» **Job**: Please lay out the lines below as a JSON list of strings, one string per line, with blank lines left out and the pictures left out.
>> Begin
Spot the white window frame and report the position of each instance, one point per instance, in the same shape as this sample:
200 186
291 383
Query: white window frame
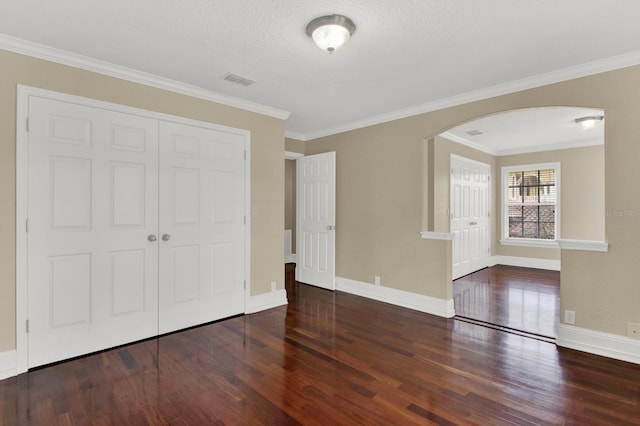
528 242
>> End
» **Exercise solution**:
[
  "Spot the white window frame and report the position of each instance, one point per instance, in the same shape as this sample:",
  "200 186",
  "291 383",
  "Query: white window frame",
  "528 242"
]